* Ziel
Gib die Einträge von der Zeile mit „I'd like to know the position of the red“ bis zum Ende der Einträge erneut aus, beide Enden eingeschlossen, samt allen Textzeilen, und verschiebe dabei jede Koordinate der Begrenzungsrahmen um 48, indem du zu jeder dieser Zahlen 48 addierst. Gib nur diese Zeilen wieder und lass die Bilder in der Antwort weg.
= = =
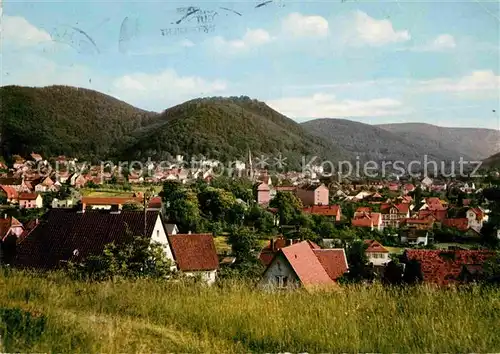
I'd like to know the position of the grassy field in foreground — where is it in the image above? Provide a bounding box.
[0,273,500,353]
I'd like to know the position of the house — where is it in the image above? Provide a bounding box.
[0,215,24,241]
[69,173,87,188]
[420,176,434,190]
[148,197,163,211]
[0,215,25,265]
[400,228,429,246]
[442,218,469,231]
[417,209,448,223]
[380,203,410,228]
[257,183,271,205]
[402,249,495,286]
[351,212,384,231]
[13,158,26,170]
[259,236,298,267]
[399,216,436,230]
[82,197,144,210]
[296,184,330,206]
[403,183,416,195]
[0,177,23,192]
[35,177,57,193]
[19,193,43,209]
[0,184,18,203]
[466,208,488,231]
[259,241,348,290]
[302,205,342,221]
[30,152,43,163]
[363,240,391,267]
[168,234,219,285]
[52,198,78,209]
[16,209,175,269]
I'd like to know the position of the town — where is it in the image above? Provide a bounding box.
[0,153,500,290]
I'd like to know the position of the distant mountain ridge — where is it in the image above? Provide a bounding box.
[377,123,500,160]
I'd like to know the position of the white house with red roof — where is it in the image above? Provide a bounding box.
[259,241,348,290]
[364,240,391,267]
[351,211,384,231]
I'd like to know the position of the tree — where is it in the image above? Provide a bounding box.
[198,187,236,221]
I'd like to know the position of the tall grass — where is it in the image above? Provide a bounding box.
[0,273,500,353]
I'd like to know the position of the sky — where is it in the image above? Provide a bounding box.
[0,0,500,129]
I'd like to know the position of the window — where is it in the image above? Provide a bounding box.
[276,275,288,288]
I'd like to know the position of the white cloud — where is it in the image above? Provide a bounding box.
[267,93,403,118]
[1,16,52,47]
[417,70,500,92]
[349,11,411,46]
[410,34,457,52]
[212,28,274,54]
[111,69,227,106]
[282,12,328,37]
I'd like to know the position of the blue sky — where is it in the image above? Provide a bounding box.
[1,0,500,129]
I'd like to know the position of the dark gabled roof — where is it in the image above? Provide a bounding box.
[168,234,219,272]
[404,249,495,285]
[16,209,159,269]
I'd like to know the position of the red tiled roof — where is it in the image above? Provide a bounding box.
[443,218,469,231]
[313,248,349,280]
[0,185,18,199]
[356,207,372,213]
[259,237,310,267]
[351,218,373,227]
[168,234,219,272]
[363,240,389,253]
[302,205,340,216]
[280,242,335,287]
[257,183,269,191]
[405,249,495,285]
[19,193,38,200]
[16,209,159,269]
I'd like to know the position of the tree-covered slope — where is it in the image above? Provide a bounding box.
[122,97,344,166]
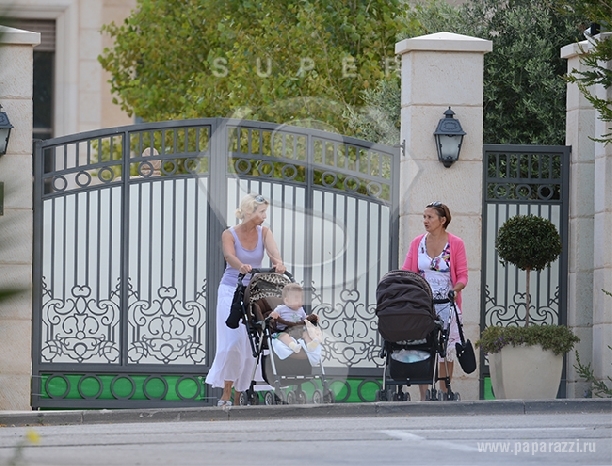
= = =
* Die Antwort
I'd like to know the position of the red tiled roof — where is it in the image above? Provide a bounding box.
[491,266,517,279]
[361,296,397,328]
[48,233,66,247]
[404,255,420,261]
[307,285,358,315]
[399,266,421,275]
[216,282,267,320]
[411,288,437,301]
[350,253,388,264]
[328,290,383,335]
[305,231,317,239]
[453,297,543,333]
[67,241,86,248]
[64,257,207,317]
I'd like to know the position of the tree-covered slope — where is it in the image above? Provide a bounding box.
[170,145,392,214]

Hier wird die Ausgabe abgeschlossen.